■ EXERCISE GOAL
Repeat each line exactly as it is written.

* Begin INPUT *

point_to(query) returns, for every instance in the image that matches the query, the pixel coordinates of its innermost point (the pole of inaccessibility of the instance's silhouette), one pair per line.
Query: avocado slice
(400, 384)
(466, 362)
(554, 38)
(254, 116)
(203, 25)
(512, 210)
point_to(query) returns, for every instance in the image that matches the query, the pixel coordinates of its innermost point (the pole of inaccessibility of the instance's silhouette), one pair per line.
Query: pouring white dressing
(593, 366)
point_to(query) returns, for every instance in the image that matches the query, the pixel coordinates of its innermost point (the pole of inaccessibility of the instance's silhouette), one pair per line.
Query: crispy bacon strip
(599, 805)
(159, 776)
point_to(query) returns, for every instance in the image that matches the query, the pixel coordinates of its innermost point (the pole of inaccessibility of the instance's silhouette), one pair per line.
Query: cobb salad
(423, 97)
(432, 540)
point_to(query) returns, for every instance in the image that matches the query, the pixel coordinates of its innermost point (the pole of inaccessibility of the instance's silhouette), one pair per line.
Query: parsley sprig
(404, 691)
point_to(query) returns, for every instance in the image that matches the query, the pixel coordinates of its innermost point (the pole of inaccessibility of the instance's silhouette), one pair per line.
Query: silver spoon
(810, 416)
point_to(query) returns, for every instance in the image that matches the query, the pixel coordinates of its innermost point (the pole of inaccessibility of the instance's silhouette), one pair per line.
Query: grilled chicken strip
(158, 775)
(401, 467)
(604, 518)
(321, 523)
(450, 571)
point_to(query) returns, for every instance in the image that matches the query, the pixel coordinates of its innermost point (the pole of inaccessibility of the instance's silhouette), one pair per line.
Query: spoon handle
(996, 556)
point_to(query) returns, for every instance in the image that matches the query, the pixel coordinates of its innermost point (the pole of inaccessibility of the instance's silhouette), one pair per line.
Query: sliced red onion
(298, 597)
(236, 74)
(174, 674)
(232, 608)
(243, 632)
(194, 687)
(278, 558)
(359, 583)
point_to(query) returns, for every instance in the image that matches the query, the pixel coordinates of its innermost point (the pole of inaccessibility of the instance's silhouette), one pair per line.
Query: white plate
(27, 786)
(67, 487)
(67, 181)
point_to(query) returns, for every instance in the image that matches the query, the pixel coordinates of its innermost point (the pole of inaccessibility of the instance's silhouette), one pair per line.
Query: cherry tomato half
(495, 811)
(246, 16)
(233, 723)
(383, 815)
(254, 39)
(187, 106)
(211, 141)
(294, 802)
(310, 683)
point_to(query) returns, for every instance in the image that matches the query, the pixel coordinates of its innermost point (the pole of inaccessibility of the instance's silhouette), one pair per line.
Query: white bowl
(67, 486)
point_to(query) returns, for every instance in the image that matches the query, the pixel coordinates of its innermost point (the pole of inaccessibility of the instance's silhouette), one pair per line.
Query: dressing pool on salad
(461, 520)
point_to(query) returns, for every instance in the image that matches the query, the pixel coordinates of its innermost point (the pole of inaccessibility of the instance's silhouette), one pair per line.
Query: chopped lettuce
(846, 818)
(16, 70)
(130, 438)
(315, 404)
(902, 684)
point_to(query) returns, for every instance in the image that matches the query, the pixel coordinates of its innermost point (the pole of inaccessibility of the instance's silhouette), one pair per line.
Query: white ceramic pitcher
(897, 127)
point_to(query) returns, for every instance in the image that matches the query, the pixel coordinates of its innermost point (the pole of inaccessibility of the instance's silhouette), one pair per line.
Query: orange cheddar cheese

* End INPUT *

■ EXERCISE RESPONSE
point_to(query) returns, for every instance in the image that matches the query, the pixel coordinates of its innermost point (the pole of inaccessibility of the instance's silhouette), one pair per line.
Query: avocado slice
(400, 384)
(466, 362)
(554, 38)
(254, 116)
(203, 25)
(512, 210)
point_to(query) returns, for every instance in the image that matches the query, the pixel coordinates of its innermost point (the pole of inaccessibility of the instance's silhouette), one pair per line.
Query: pouring white dressing
(593, 366)
point_to(query) returns, for every instance in the image that matches the query, the pixel coordinates of its innermost point (the pole of inaccessibility of the instance's silhouette), one pair per line.
Query: crispy bacon strip
(599, 805)
(159, 776)
point_to(query) returns, for every instance in the image that matches the query, the pixel coordinates of its innermost point (the pole of inaccessibility of the instance's silhouette), one pair per line.
Query: cobb salad
(423, 97)
(432, 540)
point_to(query) returns, for every instance in the image that matches the query, the pixel coordinates of its innermost point (the pole of inaccessibility of the instance's silhouette), one pair per line.
Query: parsley sprig
(404, 691)
point_to(query) returns, for every instance in the image that matches the query, the pixel coordinates of its innermost point (the pole of inaccessibility of the instance's silhouette), one pair per line.
Query: silver spoon
(810, 416)
point_to(query) returns, for every instance in the image that matches the query, the pixel coordinates of its innermost point (the pole of inaccessibility of the instance's silhouette), one pair per line.
Query: grilled chicken strip
(158, 775)
(401, 467)
(604, 518)
(321, 523)
(450, 571)
point_to(query) returns, for every instance in the image that matches the query, the pixel coordinates of its innermost point (the pole of inaccessibility of the instance's silhouette), one pair per line.
Query: spoon handle
(996, 556)
point_to(query) returns, for every instance in the image that matches the query, the pixel coordinates of its innermost point (the pole of inaccessibility of the instance's silhouette), one pair per line.
Query: sliced red onion
(298, 597)
(236, 74)
(174, 674)
(232, 608)
(243, 632)
(194, 687)
(278, 558)
(359, 583)
point_to(query) returns, for every instance in the image that matches the query, the pixel coordinates of its innermost point (the pole of inaccessibility of the instance's silhouette), one pair per line.
Query: white plate
(27, 786)
(67, 487)
(67, 181)
point_to(query) returns, for every instance in the image that matches the query, the pixel coordinates of its innermost point (the pole of inaccessibility of the instance's silhouette), one pair per line.
Query: cherry tomato half
(495, 811)
(246, 16)
(233, 723)
(383, 815)
(254, 39)
(187, 106)
(211, 141)
(294, 802)
(310, 683)
point_to(query) returns, for every instance in the image that matches the query, the pixel coordinates of its innermost point (the pole of inaccessibility of the instance's silhouette), one pair per line.
Query: white bowl
(67, 486)
point_to(query) returns, for every instance in the image that matches the query, the pixel coordinates of its innermost point (the pole of inaccessibility of the instance's silhouette), one pair per line.
Query: dressing pool on salad
(461, 520)
point_to(query) returns, for every instance in the image that matches the query, the pixel coordinates of its innermost point (the pole of inaccessibility of the instance's silhouette), one pair per line.
Query: chopped lettuce
(846, 818)
(16, 70)
(130, 438)
(315, 404)
(902, 684)
point_to(query) returns, for every instance in the image that matches the query, the pixel coordinates of its innermost point (the pole of inaccessibility of the instance's silhouette), one pair per line.
Query: white ceramic pitcher
(897, 127)
point_to(query) returns, for every instance in the image that matches the query, the pixel coordinates of its innermost point (the pole of inaccessibility of the instance's silhouette), one pair per line.
Query: orange cheddar cheese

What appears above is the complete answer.